> Instructions to follow: Return the rows below as a JSON list of strings with one string per line, leaving out blank lines.

> Stored rows:

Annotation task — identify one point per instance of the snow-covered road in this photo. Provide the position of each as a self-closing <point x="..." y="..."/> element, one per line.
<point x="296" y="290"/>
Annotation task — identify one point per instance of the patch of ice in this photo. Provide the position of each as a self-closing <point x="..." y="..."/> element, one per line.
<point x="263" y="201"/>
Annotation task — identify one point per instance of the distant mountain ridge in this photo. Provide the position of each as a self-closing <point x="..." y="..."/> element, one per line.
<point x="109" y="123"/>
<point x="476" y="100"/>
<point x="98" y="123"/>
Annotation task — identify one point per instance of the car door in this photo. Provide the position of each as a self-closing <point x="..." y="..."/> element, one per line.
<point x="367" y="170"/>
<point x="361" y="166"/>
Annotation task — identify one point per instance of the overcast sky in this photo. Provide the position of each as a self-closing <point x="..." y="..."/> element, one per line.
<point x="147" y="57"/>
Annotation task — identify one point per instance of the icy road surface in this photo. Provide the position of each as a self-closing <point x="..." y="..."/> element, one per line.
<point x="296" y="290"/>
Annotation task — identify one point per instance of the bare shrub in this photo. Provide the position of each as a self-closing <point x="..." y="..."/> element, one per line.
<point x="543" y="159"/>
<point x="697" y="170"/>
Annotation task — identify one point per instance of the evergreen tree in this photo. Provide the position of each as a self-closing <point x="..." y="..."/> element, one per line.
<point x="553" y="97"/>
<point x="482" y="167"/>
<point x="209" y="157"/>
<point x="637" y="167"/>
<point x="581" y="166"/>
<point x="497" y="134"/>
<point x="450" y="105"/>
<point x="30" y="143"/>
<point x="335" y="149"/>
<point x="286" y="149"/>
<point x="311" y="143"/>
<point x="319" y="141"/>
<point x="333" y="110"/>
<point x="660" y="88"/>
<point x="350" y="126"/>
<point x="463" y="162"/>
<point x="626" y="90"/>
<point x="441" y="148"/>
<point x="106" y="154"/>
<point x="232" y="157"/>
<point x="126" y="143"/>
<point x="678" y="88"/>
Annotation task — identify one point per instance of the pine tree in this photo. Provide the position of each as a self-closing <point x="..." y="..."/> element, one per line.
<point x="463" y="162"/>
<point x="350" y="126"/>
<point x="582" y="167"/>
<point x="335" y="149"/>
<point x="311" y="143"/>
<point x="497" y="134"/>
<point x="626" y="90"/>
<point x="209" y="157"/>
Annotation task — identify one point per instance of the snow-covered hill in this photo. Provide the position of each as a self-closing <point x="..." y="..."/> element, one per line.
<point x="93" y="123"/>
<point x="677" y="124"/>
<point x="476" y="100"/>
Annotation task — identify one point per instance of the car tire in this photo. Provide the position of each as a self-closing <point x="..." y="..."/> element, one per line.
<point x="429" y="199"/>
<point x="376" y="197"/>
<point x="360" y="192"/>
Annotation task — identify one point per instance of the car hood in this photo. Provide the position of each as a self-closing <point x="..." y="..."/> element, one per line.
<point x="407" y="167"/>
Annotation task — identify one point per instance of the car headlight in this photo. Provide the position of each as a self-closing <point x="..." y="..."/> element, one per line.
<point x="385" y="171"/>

> Exercise result:
[
  "Annotation task — identify one point per instance of the snow-covered road in this photo. Provide the position of each as a self-closing <point x=\"...\" y=\"...\"/> element, one per line.",
  "<point x=\"296\" y=\"290\"/>",
  "Annotation task — identify one point per instance of the patch of ice in this photo. Provide the position of each as a self-closing <point x=\"...\" y=\"...\"/> element, one per line.",
  "<point x=\"263\" y=\"201\"/>",
  "Annotation task — identify one point per instance of the distant mountain ridge in this photo. Provide the position of each as a self-closing <point x=\"...\" y=\"...\"/> element, one per line.",
  "<point x=\"109\" y=\"123\"/>",
  "<point x=\"476\" y=\"100\"/>",
  "<point x=\"98\" y=\"123\"/>",
  "Annotation task — identify one point per instance of the car door in this photo. Provide the position of each as a self-closing <point x=\"...\" y=\"...\"/> element, one per line.",
  "<point x=\"367\" y=\"170\"/>",
  "<point x=\"361\" y=\"166\"/>",
  "Annotation task — identify one point per instance of the overcast sky in this photo. Provide the position of each as a self-closing <point x=\"...\" y=\"...\"/> element, one per line.",
  "<point x=\"147\" y=\"57\"/>",
  "Annotation task — identify one point per instance of the icy road surface in this photo. Provide the position of each as a self-closing <point x=\"...\" y=\"...\"/> element, one per line.",
  "<point x=\"296\" y=\"290\"/>",
  "Annotation task — identify one point per instance of the bare shrub in this photo. Provide the position of each as a self-closing <point x=\"...\" y=\"...\"/> element, one per line.",
  "<point x=\"543\" y=\"159\"/>",
  "<point x=\"697\" y=\"170\"/>",
  "Annotation task — identify one point per instance of the evergreen tree in this photo. Provide the position of each as a self-closing <point x=\"...\" y=\"...\"/> element, one per line.",
  "<point x=\"553\" y=\"97\"/>",
  "<point x=\"482\" y=\"167\"/>",
  "<point x=\"209\" y=\"157\"/>",
  "<point x=\"637\" y=\"167\"/>",
  "<point x=\"581\" y=\"166\"/>",
  "<point x=\"497\" y=\"134\"/>",
  "<point x=\"450\" y=\"105\"/>",
  "<point x=\"30\" y=\"143\"/>",
  "<point x=\"335\" y=\"149\"/>",
  "<point x=\"286\" y=\"149\"/>",
  "<point x=\"311\" y=\"143\"/>",
  "<point x=\"319\" y=\"141\"/>",
  "<point x=\"333\" y=\"110\"/>",
  "<point x=\"660\" y=\"88\"/>",
  "<point x=\"350\" y=\"126\"/>",
  "<point x=\"463\" y=\"162\"/>",
  "<point x=\"626\" y=\"90\"/>",
  "<point x=\"441\" y=\"148\"/>",
  "<point x=\"106\" y=\"154\"/>",
  "<point x=\"232\" y=\"157\"/>",
  "<point x=\"126\" y=\"143\"/>",
  "<point x=\"678\" y=\"88\"/>",
  "Annotation task — identify one point per instance of the pine tree in this photo. Provide the position of each as a self-closing <point x=\"...\" y=\"...\"/> element, one per line.",
  "<point x=\"463\" y=\"162\"/>",
  "<point x=\"350\" y=\"126\"/>",
  "<point x=\"582\" y=\"167\"/>",
  "<point x=\"335\" y=\"149\"/>",
  "<point x=\"311\" y=\"143\"/>",
  "<point x=\"497\" y=\"134\"/>",
  "<point x=\"626\" y=\"90\"/>",
  "<point x=\"209\" y=\"157\"/>",
  "Annotation task — identify one point per instance of the snow-covered hill in this photo. Provide the position of each as a self-closing <point x=\"...\" y=\"...\"/> element, one per line.",
  "<point x=\"93\" y=\"123\"/>",
  "<point x=\"677\" y=\"124\"/>",
  "<point x=\"476\" y=\"100\"/>",
  "Annotation task — identify one point per instance of the car tire in this photo. Provide the position of each as a self-closing <point x=\"...\" y=\"...\"/> element, one per line.",
  "<point x=\"429\" y=\"199\"/>",
  "<point x=\"376\" y=\"197\"/>",
  "<point x=\"360\" y=\"192\"/>",
  "Annotation task — identify one point per instance of the car hood in this photo. Provide the position of each as a self-closing <point x=\"...\" y=\"...\"/> element, one per line.",
  "<point x=\"407\" y=\"167\"/>",
  "Annotation task — identify one point per instance of the car headlight in this photo. Provide the position of each as a self-closing <point x=\"...\" y=\"...\"/> element, one per line.",
  "<point x=\"385\" y=\"171\"/>"
]